**ACTIVITY 1**
Which people does the article below name in full, with both first and last names?
**ACTIVITY 2**
Answer these questions about the article on Donald Sterling below:
(a) How old is Donald Sterling?
(b) On what date is the four-day trial set to begin?
(c) For how many years has Sterling owned the Clippers?

**PASSAGE FOR REVIEW**
++++++++++

LOS ANGELES, (Reuters) – Attorneys for Donald Sterling told a probate court judge on Monday that the Los Angeles Clippers co-owner had been duped into taking medical examinations that determined he lacked the mental capacity to have a say in the $2 billion sale of his team.
Attorney Maxwell Blecher, speaking during a pre-trial hearing in the legal battle for control of the National Basketball Association franchise, said Sterling had been “brought by misrepresentation” by his estranged wife, Shelly Sterling, to submit to the examinations last month.
Blecher and co-counsel Bobby Samini also asked Los Angeles County Superior Court Judge Michael Levanas to allow them to present evidence of Sterling’s mental fitness in a bid to allow him to have a say in the family trust that owns the Clippers.
Levanas said he would rule on that request next week but cautioned that he believed the language in the trust that would install Shelly Sterling as its sole trustee if her husband was deemed mentally unfit was straightforward.
“I could do this trial in five minutes,” he said. “I don’t know why you need a court.”
Shelly Sterling has asked Levanas to confirm her as the controlling owner of the team after Donald Sterling vowed to block its $2 billion sale to former Microsoft Chief Executive Steve Ballmer.
Sterling, 80, was banned for life by the NBA in April and fined $2.5 million after privately taped racist remarks were leaked to celebrity website TMZ.com.
A four-day trial in Los Angeles Superior Court is set to begin on July 7 and offer a resolution ahead of the NBA owners’ July 15 vote on whether to approve the sale to Ballmer.
Donald Sterling’s lawyers have asked for the trial to be pushed back to August because a possible expert witness on dementia would be out of the country.
In May, neurologists examined Sterling and found that he suffers from dementia consistent with early Alzheimer’s disease, which would hand full control of the Clippers to his wife under a provision of the family’s trust.
Blecher said that a provision in earlier versions of the trust that allowed for a trustee to dispute such a move had been inadvertently omitted in the most recent trust, which was restated in December.
Sterling, who has owned the Clippers for 33 years, has also sued the NBA and its commissioner, Adam Silver, for $1 billion in damages.

++++++++++

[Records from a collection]
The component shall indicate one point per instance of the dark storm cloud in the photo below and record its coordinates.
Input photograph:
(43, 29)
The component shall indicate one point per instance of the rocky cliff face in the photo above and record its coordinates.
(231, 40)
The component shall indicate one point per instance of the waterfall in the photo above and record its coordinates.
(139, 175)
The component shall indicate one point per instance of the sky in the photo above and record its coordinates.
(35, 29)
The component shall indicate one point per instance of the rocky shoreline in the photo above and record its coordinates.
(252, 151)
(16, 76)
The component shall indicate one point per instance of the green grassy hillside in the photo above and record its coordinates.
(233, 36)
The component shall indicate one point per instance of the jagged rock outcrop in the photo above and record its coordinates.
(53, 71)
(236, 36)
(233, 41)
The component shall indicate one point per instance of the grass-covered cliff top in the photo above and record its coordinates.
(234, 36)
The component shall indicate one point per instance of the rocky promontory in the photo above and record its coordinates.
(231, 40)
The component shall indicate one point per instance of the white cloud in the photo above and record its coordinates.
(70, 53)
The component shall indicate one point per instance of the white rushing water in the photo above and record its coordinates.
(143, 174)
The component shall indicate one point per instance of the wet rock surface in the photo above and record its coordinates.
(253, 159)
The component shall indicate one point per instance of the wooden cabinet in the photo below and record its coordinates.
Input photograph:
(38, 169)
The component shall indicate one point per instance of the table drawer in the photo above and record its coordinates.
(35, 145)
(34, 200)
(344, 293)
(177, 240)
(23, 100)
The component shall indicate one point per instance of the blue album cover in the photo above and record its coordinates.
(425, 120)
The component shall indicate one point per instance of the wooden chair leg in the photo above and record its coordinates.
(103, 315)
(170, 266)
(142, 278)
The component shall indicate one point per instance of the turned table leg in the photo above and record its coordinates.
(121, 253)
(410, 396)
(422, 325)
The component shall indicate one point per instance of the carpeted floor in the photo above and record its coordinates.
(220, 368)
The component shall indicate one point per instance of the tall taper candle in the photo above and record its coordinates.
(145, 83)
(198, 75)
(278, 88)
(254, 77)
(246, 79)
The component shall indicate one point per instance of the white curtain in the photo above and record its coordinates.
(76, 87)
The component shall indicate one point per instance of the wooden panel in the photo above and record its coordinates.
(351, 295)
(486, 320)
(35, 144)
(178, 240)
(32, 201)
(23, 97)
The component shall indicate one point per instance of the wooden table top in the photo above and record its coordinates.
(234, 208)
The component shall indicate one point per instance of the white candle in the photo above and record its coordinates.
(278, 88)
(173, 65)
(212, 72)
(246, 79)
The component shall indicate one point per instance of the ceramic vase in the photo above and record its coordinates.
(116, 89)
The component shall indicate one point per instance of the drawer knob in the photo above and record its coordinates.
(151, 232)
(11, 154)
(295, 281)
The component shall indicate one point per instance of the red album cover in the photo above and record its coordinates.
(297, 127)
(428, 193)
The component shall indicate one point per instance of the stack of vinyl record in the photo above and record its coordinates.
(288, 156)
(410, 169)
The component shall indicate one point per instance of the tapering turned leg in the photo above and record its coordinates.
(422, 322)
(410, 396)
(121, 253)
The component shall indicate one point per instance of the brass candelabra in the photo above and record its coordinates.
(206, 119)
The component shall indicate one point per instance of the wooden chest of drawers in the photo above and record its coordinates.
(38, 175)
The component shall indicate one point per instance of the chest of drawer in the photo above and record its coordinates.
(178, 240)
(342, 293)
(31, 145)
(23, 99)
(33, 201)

++++++++++

**SOLUTION 1**
Donald Sterling, Maxwell Blecher, Shelly Sterling, Bobby Samini, Michael Levanas, Steve Ballmer, Adam Silver

**SOLUTION 2**
(a) 80
(b) July 7
(c) 33 years